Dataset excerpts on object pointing
——
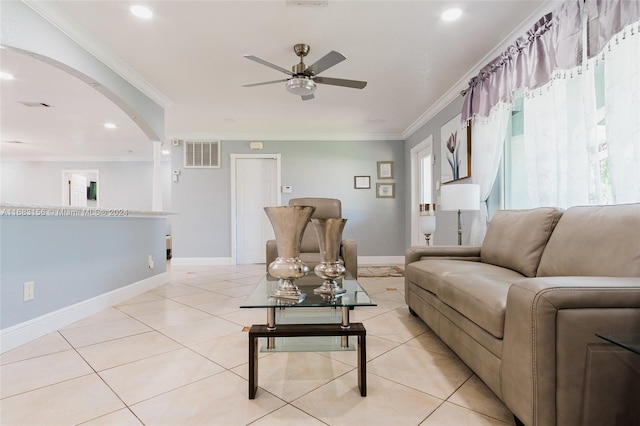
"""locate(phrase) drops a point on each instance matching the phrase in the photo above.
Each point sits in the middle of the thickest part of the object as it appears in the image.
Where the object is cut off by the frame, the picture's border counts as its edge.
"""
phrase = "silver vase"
(329, 233)
(289, 223)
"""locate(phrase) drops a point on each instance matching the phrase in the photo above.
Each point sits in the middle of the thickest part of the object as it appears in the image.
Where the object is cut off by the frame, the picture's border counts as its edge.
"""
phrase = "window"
(568, 163)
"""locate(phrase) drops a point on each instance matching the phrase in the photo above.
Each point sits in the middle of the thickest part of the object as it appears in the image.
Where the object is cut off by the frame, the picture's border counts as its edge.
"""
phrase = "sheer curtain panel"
(622, 113)
(488, 137)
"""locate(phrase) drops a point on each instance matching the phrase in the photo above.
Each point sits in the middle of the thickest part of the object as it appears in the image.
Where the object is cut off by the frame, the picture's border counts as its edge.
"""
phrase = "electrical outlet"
(29, 290)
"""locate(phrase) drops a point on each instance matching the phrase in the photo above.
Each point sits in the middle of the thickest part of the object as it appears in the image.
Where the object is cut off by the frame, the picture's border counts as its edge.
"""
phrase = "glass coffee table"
(286, 319)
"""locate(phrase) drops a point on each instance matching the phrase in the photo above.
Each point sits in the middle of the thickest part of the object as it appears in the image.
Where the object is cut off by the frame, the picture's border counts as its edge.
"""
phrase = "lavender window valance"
(553, 43)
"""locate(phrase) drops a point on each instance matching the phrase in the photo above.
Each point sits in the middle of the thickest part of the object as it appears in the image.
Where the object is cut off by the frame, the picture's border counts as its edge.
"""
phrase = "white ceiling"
(189, 58)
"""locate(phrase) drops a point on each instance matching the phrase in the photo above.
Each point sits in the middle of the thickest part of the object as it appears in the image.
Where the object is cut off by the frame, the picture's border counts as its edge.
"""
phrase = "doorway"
(422, 161)
(80, 188)
(255, 180)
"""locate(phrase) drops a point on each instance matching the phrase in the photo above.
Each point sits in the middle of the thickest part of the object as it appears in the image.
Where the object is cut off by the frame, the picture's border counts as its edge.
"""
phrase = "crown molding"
(463, 83)
(64, 23)
(286, 137)
(88, 159)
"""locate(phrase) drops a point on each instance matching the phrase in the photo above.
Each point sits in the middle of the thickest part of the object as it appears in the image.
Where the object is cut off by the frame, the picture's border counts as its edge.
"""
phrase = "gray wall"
(446, 222)
(72, 259)
(202, 197)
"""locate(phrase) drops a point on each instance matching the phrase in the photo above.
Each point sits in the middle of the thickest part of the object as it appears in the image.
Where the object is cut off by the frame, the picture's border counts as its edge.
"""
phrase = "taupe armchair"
(310, 248)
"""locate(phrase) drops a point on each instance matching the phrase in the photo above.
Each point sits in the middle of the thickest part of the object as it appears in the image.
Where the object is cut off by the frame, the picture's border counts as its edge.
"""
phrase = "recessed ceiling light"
(141, 12)
(451, 14)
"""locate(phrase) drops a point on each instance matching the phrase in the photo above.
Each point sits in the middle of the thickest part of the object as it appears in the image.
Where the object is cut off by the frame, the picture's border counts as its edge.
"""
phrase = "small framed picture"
(385, 190)
(362, 182)
(385, 169)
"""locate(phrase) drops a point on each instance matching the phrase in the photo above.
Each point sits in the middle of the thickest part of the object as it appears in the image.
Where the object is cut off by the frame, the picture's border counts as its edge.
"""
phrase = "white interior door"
(256, 188)
(422, 161)
(78, 191)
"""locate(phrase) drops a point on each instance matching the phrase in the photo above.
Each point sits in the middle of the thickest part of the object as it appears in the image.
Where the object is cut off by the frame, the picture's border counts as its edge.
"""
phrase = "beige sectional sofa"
(523, 309)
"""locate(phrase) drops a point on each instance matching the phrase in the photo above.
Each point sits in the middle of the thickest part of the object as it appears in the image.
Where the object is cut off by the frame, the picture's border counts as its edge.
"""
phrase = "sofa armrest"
(349, 253)
(549, 323)
(416, 253)
(272, 252)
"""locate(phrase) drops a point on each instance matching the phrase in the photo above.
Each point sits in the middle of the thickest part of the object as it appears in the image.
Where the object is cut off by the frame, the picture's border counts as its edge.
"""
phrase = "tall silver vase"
(329, 233)
(289, 223)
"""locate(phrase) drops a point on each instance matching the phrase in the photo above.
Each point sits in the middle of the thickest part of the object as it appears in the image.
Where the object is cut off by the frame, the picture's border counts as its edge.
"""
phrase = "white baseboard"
(223, 261)
(27, 331)
(202, 261)
(380, 260)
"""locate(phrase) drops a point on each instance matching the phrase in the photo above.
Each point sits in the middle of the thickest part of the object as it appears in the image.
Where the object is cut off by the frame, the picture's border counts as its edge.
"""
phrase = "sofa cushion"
(595, 241)
(476, 290)
(516, 238)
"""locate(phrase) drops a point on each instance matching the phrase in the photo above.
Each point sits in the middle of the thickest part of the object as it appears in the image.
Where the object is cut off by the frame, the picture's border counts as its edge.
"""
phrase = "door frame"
(234, 224)
(65, 184)
(414, 219)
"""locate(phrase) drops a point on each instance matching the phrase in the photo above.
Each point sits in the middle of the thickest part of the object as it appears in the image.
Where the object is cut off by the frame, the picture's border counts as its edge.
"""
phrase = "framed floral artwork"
(385, 169)
(385, 190)
(455, 142)
(362, 182)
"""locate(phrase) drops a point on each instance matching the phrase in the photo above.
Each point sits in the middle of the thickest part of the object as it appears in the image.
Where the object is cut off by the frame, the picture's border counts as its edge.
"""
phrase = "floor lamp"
(427, 221)
(458, 198)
——
Omitting all images, print the listing exactly.

Result below
"""locate(phrase) drops a point on each instance matching the phrase in the photo above.
Each point sits in the middle of the thickest part of the object as it appears in the image.
Where the object is cut off by the frame, the picture's border counts as its edge.
"""
phrase = "silver vase"
(329, 233)
(289, 223)
"""locate(phrase) drops a point on each instance matching the phrase in the photo above.
Each point sits in the middle of the thickest part of the object as it appears in the image.
Where the object is cut off by the frame, the picture's border counts as its edge.
"""
phrase = "window"
(568, 163)
"""locate(phrase) drops a point on each instance matching the phrase in the photo above.
Each point sits in the middle of the thickest part of the object as it appears in the image.
Where the object is cut off by the frame, the picture's border counts as its edge.
"""
phrase = "sheer curtain panel"
(622, 113)
(488, 137)
"""locate(phrase) drops a point on each instance matching the phrase in the photo above.
Each point sits in the middle of the thickest part of the object as it appears in the image.
Where the object is cut off by the frame, the picture's border counts as its edge.
"""
phrase = "electrical outlet"
(29, 290)
"""locate(phrase) drops a point on each instance matching the phrase in the photo above.
Each point sits in the middle of the thickest part of the object as it appears in the image.
Where the object is cut off by the frame, the picture's border counts as its edge.
"""
phrase = "glass coffee table"
(286, 319)
"""locate(phrase) drops a point on each instance matching the phrase in the photo above.
Each point sits in the middle of the thickest part of the object as it appears in the image.
Where the object is cut off by the frame, the picture's border counts as its edge.
"""
phrase = "lavender window valance"
(553, 43)
"""locate(phrase) drops a point on each instance matching the phrase in the photo above.
Each point sits in the middle of the thickest part of the object as it appears in the image.
Where the object is cut off by the frame, the picture's border counts as its edge.
"""
phrase = "white ceiling"
(189, 58)
"""locate(phrase) drops a point on each instance matching the phrase in the photo above.
Each point sits in the middle of the thickest part of the object as it appears in the image.
Where the object is cut off by the frame, the picture's border counts as its edge.
"""
phrase = "doorway"
(422, 161)
(80, 188)
(255, 180)
"""locate(phrase) drops a point on each instance matching the phrase in the photo above.
Each point sits in the middle of the thickest part of the object as it appears in the image.
Where the object is cut off by the frame, the picture's border counts as its edge.
"""
phrase = "crown molding"
(463, 83)
(64, 23)
(286, 137)
(88, 159)
"""locate(phrase) drops a point on each instance matching the phrase in the photo above.
Each point sits in the middle of the thickest part of the object as it appears in the image.
Where the object is cut off by the frame, the picture's border counts as its edge.
"""
phrase = "gray wall"
(446, 222)
(72, 259)
(202, 197)
"""locate(phrase) drops a point on each instance matching the phrase in the photo above.
Each point sits in the middle of the thickest part of the object as it appears in the image.
Where the object is cut off by the frame, the picture's border counts as its edge.
"""
phrase = "taupe armchair"
(310, 248)
"""locate(phrase) drops a point on each instance matching the phrase in the photo above.
Each point sits in the middle of the thickest part of the object as it appears in the image.
Where the object is cut off by the frame, the picture's border counts as its edge.
"""
phrase = "recessed ceiling light"
(141, 12)
(451, 14)
"""locate(phrase) drops a point on each instance matching the phrase in the photo above.
Each point sits in the middle of the thickest part of the object as it appears in the image.
Where the object is cut off by the frame, the picture's border counts as its edge.
"""
phrase = "small framed picture"
(385, 190)
(362, 182)
(385, 169)
"""locate(phrase) drops a point on each instance matching the phrase in the photo above.
Each point sits in the middle of the thickest part of the object as it appears in the image.
Where the object is cut off by the frame, the picture's border counts as its edge.
"""
phrase = "white interior door"
(256, 188)
(422, 161)
(78, 191)
"""locate(phrase) drops a point on each instance matching the phrase in the photo above.
Each point sits in the middle of the thickest part of the object as it appears in the image.
Where the object is cut off by the frame, the picture's border counts as its edge.
"""
phrase = "beige sectional sofa"
(523, 309)
"""locate(phrase) drops a point on each instance matching the phrase in the photo above.
Each point sits in the middle of the thickest part of the object as it appears in the image.
Where the object is cut off by the frame, the picture's border counts as its edge.
"""
phrase = "sofa armrest"
(349, 253)
(549, 323)
(416, 253)
(272, 252)
"""locate(phrase) drops a point on each instance matching the phrase in the photo above.
Each point sits in the middle of the thickest part of the object as it appears in the image.
Where the object is cut off by the frame, the picture's border counts as its edge.
"""
phrase = "tall silver vase"
(329, 233)
(289, 223)
"""locate(phrase) drops a point on each instance matching the phrase in the photo above.
Each point sits in the middle of the thickest part of the object as it appears in the image.
Where the object is cut off by the frame, the picture's border counts as its edge.
"""
phrase = "white baseboard"
(223, 261)
(27, 331)
(202, 261)
(380, 260)
"""locate(phrase) drops a point on each instance matching the phrase in the photo above.
Each point sits in the middle of the thickest part of the object as it appears in the image.
Where the object is cut off by the frame, the picture's border counts as its edge.
"""
phrase = "sofa cushion"
(595, 241)
(476, 290)
(516, 238)
"""locate(phrase) drops a point on each instance matching the phrase in the photo above.
Each point sits in the middle of the thickest part of the object as it appears in the image.
Where the object is cut off by the frame, the picture's border counts as its edge.
"""
phrase = "door frame"
(234, 224)
(65, 184)
(414, 219)
"""locate(phrase) drops a point on each instance matching the phrase in the photo above.
Each point sits in the middle of the thickest part of the object as it appears in the image.
Where the object is cut off by the frame, the picture's border counts as its edge.
"""
phrase = "framed floral artwork"
(385, 169)
(385, 190)
(455, 142)
(362, 182)
"""locate(phrase) drops a point on each instance matching the phrase in the photo above.
Each point sits in the middle of the thickest part of the object as it appears in the image.
Where the object is cut off by the frame, the picture's border counts as its edge.
"""
phrase = "floor lamp"
(427, 221)
(458, 198)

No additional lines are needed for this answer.